Segment Start: Records shown

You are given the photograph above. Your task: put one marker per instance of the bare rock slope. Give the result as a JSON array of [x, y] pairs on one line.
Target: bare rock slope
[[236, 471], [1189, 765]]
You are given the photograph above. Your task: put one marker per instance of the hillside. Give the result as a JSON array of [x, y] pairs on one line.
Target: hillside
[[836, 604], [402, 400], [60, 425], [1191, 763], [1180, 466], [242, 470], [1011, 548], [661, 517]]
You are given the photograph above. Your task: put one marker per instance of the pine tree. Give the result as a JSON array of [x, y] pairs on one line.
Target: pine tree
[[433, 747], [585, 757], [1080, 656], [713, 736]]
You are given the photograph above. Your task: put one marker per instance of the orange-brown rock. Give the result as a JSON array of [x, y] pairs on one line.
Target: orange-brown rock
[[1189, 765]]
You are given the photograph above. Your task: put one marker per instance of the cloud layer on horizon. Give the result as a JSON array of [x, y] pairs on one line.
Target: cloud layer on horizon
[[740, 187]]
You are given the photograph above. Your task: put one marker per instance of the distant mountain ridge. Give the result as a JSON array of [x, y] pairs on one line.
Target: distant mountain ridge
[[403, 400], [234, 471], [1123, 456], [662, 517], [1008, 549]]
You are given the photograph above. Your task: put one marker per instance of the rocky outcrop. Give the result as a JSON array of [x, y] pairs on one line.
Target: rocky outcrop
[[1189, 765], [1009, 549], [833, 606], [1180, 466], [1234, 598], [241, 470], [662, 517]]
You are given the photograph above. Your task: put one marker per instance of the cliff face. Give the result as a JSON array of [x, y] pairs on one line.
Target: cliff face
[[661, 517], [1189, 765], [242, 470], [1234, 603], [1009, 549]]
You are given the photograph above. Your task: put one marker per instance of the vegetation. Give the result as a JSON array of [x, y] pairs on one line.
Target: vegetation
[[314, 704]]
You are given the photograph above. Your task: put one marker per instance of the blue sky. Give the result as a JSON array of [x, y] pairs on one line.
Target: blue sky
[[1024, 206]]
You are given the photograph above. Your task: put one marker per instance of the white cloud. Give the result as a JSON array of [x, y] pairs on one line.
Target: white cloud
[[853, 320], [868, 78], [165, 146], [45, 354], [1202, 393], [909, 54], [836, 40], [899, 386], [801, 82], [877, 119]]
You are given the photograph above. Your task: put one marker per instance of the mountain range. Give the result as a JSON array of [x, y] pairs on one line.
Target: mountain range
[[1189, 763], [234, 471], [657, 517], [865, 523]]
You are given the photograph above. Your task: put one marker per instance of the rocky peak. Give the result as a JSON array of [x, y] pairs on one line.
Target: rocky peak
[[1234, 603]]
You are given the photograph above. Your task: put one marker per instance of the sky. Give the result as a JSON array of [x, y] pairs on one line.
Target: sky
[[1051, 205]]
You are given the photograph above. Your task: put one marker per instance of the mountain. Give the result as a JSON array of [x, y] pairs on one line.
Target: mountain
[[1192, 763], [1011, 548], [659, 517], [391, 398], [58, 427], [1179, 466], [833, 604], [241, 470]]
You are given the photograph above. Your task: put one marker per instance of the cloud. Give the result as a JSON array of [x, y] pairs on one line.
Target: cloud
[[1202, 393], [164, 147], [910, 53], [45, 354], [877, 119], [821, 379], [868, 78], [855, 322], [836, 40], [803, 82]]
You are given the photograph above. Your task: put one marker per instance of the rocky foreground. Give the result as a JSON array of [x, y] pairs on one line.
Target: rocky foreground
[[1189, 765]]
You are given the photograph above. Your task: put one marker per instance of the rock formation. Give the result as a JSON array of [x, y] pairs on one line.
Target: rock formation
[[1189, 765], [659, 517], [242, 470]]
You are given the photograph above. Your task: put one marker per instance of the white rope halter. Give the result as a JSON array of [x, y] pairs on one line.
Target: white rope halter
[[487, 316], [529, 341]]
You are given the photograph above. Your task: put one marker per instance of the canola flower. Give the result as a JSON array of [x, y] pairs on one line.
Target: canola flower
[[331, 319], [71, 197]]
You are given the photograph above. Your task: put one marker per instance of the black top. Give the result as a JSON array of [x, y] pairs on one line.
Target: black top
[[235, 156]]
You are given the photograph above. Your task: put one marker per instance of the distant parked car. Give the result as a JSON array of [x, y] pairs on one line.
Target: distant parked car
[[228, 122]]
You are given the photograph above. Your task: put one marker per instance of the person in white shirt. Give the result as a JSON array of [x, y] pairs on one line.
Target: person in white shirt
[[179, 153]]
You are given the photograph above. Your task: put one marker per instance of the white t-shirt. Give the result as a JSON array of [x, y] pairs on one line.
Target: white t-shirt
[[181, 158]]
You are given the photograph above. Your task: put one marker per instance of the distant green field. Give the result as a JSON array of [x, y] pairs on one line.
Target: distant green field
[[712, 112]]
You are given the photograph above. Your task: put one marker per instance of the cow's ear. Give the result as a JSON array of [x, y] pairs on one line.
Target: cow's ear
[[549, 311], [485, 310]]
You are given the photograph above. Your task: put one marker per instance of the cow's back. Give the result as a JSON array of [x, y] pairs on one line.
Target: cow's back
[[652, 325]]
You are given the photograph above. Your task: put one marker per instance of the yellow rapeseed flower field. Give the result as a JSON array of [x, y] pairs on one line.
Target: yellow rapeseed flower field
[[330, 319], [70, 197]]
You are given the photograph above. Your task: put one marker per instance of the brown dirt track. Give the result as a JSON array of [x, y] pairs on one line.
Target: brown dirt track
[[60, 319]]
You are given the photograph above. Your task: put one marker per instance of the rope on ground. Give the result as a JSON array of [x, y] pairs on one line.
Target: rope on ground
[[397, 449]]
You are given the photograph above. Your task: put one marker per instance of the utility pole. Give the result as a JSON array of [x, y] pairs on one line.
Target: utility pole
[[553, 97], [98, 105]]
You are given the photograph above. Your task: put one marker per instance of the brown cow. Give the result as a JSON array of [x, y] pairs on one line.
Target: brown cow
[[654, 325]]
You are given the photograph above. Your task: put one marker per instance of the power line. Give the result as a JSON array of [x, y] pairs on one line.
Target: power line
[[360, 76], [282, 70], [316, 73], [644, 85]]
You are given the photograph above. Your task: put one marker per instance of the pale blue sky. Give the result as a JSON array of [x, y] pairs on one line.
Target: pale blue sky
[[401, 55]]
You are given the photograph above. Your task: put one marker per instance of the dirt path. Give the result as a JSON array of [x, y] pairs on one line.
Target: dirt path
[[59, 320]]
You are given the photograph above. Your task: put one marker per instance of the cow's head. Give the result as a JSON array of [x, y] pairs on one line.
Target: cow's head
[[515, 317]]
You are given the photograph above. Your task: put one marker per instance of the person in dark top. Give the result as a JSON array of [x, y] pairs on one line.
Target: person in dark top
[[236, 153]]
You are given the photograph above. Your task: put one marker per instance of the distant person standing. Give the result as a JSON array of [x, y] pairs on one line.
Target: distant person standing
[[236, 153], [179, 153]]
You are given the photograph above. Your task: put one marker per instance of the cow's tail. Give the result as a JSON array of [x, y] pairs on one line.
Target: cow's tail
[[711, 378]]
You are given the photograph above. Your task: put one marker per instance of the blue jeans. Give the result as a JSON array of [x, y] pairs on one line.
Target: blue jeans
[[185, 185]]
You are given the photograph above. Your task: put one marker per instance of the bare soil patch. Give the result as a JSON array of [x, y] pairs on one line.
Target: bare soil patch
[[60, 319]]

Segment End: Records shown

• Instructions to follow: Copy the records above exactly as they appear.

• The completed task:
You are given the photograph above. Your task: put one marker per instance of the bare rock slope. Give the result as a JSON array of [x, y] pairs on one line.
Target: bare rock slope
[[236, 471], [1189, 765]]
You are given the photograph above. Your task: put one marker per instance of the hillside. Give the result as a JSON array of [x, y] pairs on one line.
Target: hillside
[[836, 604], [402, 400], [60, 425], [1191, 763], [1180, 466], [242, 470], [1011, 548], [661, 517]]
You are given the photograph above. Your task: put one marker per instance of the pine tree. Give the result as a JSON array of [x, y] pairs on one line.
Target: pine tree
[[433, 747], [585, 757], [1080, 656], [713, 736]]
You are given the photograph above. Your task: put one marker per instance of the orange-brown rock. Give the result as a JSON array of [x, y] pairs on one line.
Target: orange-brown rock
[[1189, 765]]
You are given the photograph above. Your task: put one marker per instance of the cloud layer on horizon. Give the result as a JSON array of [x, y] pairs on one line.
Target: cloud layer on horizon
[[740, 187]]
You are given the photograph above. Your task: put one marker per instance of the distant mountain ridge. Give the result as a JSON array of [x, y] pairs on one line.
Target: distant mountain ridge
[[403, 400], [234, 471], [1123, 456], [662, 517], [1008, 549]]
You are given the photograph above. Your task: put one marker per instance of the rocky outcrop. Give the result as a JSON array of [x, y] pairs on one line.
Target: rocky outcrop
[[1189, 765], [1009, 549], [833, 606], [1180, 466], [1234, 598], [241, 470], [662, 517]]
You are given the photograph above. Your task: put one marker per instance of the cliff face. Give the result as a JSON array of [x, y] pairs on one line.
Target: cliff face
[[661, 517], [1189, 765], [242, 470], [1234, 603], [1009, 549]]
You are given the photograph above. Your task: put one marker per instance of the vegetation. Give the result as a JSON array of [x, y] pairs on one line.
Target: vegetation
[[314, 704]]
You are given the photograph above. Your task: put one marker per instance of the blue sky. Give the result as a JSON array of [x, y] pairs on one line.
Target: blue sky
[[1024, 206]]
You are given the photograph above. Your task: put one marker per instance of the white cloud. Give the result as a JSON array of [x, y] pairs on one line.
Target: white cloud
[[853, 320], [868, 78], [165, 146], [45, 354], [1202, 393], [909, 54], [836, 40], [899, 386], [801, 82], [877, 119]]
You are given the photograph above. Your task: put one marker per instance of the mountain range. Give the result as a JSON array of [x, y] pairs on one line.
Target: mountain range
[[1189, 763], [234, 471], [657, 517], [865, 523]]
You are given the photograph above. Your task: put one marker per instance of the rocky peak. Give the result as a JSON array of [x, y] pairs on one line.
Target: rocky peak
[[1234, 603]]
You are given the photograph above. Your task: put one marker per instance of the sky. Give the result as a JSON array of [x, y] pairs on one line.
Target: sky
[[1051, 205]]
You are given the photograph above. Your task: put one marker per instance of the mountain. Give the result as a JSON array of [x, y] pairs on one line.
Target: mountain
[[1192, 763], [1011, 548], [659, 517], [391, 398], [58, 427], [1179, 466], [833, 604], [241, 470]]
You are given the photograph above. Your task: put one marker per instance of the cloud. Give the result as a JSON array of [x, y] pairs on one line.
Target: cloud
[[1202, 393], [164, 147], [910, 53], [45, 354], [877, 119], [821, 379], [868, 78], [855, 322], [836, 40], [803, 82]]
You are given the photograph above. Your task: put one marker per instance of the rocky foreground. Give the result as a JSON array of [x, y] pairs on one line.
Target: rocky foreground
[[1189, 765]]
You are given the photograph above. Your task: put one marker per instance of the rock formation. Give the result as a JSON array of [x, y] pairs on one line.
Target: rock formation
[[1189, 765], [659, 517], [242, 470]]
You are given the photograph above. Your task: put one marker per instance of the white rope halter. Give the result as a JSON array of [x, y] pairs on one line.
Target: white rope halter
[[487, 316], [529, 341]]
You are given the photograph above. Your task: put one marker per instance of the canola flower. Give the result as a JSON array of [x, y] pairs on one line.
Target: canola flower
[[331, 319], [71, 197]]
You are given the photograph above. Your task: put one marker per instance of the black top. Give the result as a JSON array of [x, y] pairs on one line.
Target: black top
[[235, 156]]
You are given the photograph above. Your task: put one marker per instance of the distant parked car. Give the result as a JSON array of [x, y] pairs on one line.
Target: distant parked car
[[228, 122]]
You are given the photograph above. Your task: put one marker per instance of the person in white shirt. Give the result as a JSON array of [x, y] pairs on one line.
Target: person in white shirt
[[179, 153]]
You are given the photograph above. Your task: put one marker per instance of the white t-shirt. Give the result as a JSON array of [x, y] pairs on one line.
Target: white t-shirt
[[181, 158]]
You are given the photograph above. Your task: put one marker per instance of the distant green field. Give the result as a JSON array of [x, y] pairs on one line.
Target: distant green field
[[712, 112]]
You are given the photograph above. Your task: put one marker per instance of the cow's ear. Give the result as a JSON array of [x, y] pairs on one line.
Target: cow's ear
[[549, 311], [485, 310]]
You are given the photograph above. Your task: put one marker per instance of the cow's back. Give the result as a JSON array of [x, y] pairs on one line.
Target: cow's back
[[652, 325]]
You are given the photograph above. Your task: put one marker per instance of the yellow rapeseed flower field. Give the result as a JSON array of [x, y] pairs on one line.
Target: yellow rapeseed flower field
[[330, 319], [70, 197]]
You are given the photograph above. Your task: put one marker per instance of the brown dirt track. Give the result as a JSON array of [x, y] pairs on one line.
Target: brown dirt track
[[60, 319]]
You are given the photograph above. Your task: put one marker per instance of the rope on ground. Give the result as a JSON array of [x, y] pairs on one line.
Target: rope on ground
[[397, 449]]
You are given the photograph above. Your task: put one marker per instance of the utility pole. Give the result as a JSON array of [x, y] pairs on one line.
Target: utility pole
[[553, 97], [98, 105]]
You are given the photograph above. Your task: put one marker per instance of the brown cow. Give the result as a JSON array of [x, y] pairs on one line.
Target: brown cow
[[654, 325]]
You are given the photograph above. Your task: put one marker per instance of the power line. Give the result as a JSON array of [x, y] pairs on one line.
Target: power line
[[360, 76], [282, 70], [316, 73], [644, 85]]
You are given the photograph above. Your task: put one marker per instance of the pale blue sky. Give the result as a JSON array of [x, y] pairs on one line.
Target: pale blue sky
[[401, 55]]
You are given the photograph above. Your task: put one marker per instance of the dirt path. Give the result as a JSON array of [x, y] pairs on one line.
Target: dirt path
[[59, 320]]
You are given the photograph above. Your task: put one marker per instance of the cow's head. Give the result as a JSON array of [x, y] pairs on one line.
Target: cow's head
[[515, 317]]
You are given the photograph above. Your task: put one marker per instance of the person in dark top. Give the result as a JSON array of [x, y] pairs on one line.
Target: person in dark top
[[236, 153]]
You are given the photograph above. Your task: put one marker per instance of the distant person standing. Give the result as a JSON array of [x, y] pairs on one line.
Target: distant person standing
[[236, 153], [179, 153]]
You are given the photograph above. Your task: put one marker per instance of the cow's tail. Give the result as a JSON array of [x, y] pairs on one line.
Target: cow's tail
[[711, 378]]
You are given the photograph above. Your task: put one marker per instance of the blue jeans. Give the result as a JSON array of [x, y] pairs on one line.
Target: blue jeans
[[185, 185]]
You are given the photograph above. Your task: put one marker per instance of the bare soil patch. Give the result as a JSON array of [x, y] pairs on one line.
Target: bare soil patch
[[60, 319]]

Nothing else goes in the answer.